§ Task instructions
Locate every line in the material that includes the string "segment" and copy each of those lines.

Entries drawn from a collection
* START *
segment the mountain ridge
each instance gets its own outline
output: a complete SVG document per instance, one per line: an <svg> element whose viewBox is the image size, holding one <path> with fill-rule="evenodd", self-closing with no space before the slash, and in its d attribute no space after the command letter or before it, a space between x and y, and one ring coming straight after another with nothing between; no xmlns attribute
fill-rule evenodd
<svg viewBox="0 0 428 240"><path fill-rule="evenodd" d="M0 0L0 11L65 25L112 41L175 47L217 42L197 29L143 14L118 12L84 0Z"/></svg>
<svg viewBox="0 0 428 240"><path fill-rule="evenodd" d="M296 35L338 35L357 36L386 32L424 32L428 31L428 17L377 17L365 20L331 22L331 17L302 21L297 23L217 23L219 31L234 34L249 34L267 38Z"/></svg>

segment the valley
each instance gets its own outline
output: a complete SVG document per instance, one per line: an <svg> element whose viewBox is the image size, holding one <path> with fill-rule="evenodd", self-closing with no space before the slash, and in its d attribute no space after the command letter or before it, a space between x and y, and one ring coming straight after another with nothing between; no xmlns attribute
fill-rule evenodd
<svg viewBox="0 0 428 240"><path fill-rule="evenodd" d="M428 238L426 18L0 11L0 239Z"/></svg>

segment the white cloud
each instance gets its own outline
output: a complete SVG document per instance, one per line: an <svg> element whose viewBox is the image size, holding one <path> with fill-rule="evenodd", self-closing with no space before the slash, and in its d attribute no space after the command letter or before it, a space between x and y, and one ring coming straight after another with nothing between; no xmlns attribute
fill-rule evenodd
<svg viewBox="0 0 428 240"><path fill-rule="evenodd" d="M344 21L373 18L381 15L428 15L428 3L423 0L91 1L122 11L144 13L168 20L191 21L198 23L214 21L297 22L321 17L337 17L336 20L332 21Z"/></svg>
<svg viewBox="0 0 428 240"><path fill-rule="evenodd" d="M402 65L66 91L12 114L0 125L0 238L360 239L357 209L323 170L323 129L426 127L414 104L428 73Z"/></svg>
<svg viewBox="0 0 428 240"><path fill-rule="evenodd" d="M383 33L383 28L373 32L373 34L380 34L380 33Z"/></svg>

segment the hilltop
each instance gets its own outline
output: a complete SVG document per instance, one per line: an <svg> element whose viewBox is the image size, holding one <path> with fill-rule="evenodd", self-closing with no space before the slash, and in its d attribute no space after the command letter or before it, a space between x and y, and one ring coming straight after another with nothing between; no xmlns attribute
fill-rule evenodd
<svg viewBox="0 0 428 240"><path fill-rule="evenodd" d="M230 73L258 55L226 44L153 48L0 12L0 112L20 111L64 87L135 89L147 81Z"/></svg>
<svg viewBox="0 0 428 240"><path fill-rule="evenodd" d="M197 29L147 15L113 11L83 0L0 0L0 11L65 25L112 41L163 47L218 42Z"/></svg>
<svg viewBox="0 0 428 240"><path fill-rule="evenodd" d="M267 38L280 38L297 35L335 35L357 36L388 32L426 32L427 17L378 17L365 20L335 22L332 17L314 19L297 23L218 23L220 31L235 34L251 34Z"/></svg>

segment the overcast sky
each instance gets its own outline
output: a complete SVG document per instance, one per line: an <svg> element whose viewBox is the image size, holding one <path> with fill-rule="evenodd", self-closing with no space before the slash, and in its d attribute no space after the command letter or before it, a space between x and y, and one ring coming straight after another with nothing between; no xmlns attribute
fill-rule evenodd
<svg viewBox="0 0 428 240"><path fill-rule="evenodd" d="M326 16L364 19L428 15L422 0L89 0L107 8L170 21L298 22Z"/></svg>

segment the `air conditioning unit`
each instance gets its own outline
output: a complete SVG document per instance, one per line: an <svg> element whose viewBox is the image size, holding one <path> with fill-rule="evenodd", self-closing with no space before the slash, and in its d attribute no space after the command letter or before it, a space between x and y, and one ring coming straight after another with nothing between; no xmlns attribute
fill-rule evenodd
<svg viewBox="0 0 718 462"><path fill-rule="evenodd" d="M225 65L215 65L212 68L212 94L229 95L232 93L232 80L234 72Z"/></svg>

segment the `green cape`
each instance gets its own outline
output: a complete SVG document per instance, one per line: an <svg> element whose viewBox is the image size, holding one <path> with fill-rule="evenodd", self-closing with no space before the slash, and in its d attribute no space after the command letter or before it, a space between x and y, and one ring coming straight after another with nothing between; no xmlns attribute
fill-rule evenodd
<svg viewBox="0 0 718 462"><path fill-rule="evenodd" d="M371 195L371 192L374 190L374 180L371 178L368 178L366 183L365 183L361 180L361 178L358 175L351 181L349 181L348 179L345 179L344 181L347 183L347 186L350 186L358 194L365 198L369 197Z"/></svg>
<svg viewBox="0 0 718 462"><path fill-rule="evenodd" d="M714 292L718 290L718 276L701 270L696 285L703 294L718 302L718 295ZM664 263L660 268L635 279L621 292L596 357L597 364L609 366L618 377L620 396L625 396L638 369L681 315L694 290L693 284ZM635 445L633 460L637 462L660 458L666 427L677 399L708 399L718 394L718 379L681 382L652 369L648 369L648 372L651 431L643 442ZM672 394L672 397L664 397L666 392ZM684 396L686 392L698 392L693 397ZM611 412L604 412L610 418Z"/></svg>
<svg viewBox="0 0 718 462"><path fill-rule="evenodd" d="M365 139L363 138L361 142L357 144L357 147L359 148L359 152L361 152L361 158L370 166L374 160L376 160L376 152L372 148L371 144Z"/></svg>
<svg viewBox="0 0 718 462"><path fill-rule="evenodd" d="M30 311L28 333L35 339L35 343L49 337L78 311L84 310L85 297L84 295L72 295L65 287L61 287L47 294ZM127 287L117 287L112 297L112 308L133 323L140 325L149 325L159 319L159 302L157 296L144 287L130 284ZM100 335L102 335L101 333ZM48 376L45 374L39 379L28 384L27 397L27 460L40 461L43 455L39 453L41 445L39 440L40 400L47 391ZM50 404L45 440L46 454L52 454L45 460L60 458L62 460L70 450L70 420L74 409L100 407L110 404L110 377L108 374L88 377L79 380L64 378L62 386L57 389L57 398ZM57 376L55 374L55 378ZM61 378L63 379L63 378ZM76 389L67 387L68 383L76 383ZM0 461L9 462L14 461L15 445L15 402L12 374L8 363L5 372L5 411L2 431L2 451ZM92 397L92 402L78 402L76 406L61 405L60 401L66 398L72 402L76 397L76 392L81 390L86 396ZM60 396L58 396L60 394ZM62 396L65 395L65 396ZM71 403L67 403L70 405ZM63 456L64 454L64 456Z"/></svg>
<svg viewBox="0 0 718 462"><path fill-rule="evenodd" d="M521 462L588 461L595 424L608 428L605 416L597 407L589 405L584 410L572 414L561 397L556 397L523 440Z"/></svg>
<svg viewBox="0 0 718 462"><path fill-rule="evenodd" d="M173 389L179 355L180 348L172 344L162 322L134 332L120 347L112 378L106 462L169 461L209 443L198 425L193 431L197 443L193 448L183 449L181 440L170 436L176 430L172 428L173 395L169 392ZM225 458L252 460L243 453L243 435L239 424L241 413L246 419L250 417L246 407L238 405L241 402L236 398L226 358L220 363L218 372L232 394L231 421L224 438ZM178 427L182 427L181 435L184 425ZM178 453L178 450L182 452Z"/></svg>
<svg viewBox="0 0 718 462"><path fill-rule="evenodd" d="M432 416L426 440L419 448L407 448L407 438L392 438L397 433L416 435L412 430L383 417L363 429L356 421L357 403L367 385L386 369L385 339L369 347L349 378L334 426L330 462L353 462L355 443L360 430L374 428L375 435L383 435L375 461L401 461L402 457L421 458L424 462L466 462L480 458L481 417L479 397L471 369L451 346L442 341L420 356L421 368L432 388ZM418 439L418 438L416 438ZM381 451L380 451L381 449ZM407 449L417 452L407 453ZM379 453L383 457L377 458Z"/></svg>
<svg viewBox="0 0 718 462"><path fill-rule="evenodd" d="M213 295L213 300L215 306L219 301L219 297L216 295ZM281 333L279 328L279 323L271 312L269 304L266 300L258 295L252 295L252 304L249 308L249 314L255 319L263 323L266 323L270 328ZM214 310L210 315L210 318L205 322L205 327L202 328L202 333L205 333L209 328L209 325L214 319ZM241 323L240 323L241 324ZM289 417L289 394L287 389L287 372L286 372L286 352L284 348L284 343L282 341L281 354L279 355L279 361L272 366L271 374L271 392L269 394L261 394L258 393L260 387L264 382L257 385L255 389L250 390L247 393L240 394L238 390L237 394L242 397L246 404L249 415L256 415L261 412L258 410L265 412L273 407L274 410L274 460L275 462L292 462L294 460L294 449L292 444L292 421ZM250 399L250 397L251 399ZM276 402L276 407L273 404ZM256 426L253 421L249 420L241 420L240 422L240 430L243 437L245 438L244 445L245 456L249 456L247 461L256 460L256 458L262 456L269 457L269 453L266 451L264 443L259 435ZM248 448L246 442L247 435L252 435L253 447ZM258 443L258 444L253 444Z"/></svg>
* END *
§ Result of the task
segment the mountain ridge
segment the valley
segment the white cloud
segment the hilltop
segment the overcast sky
segment the `air conditioning unit`
segment the `green cape`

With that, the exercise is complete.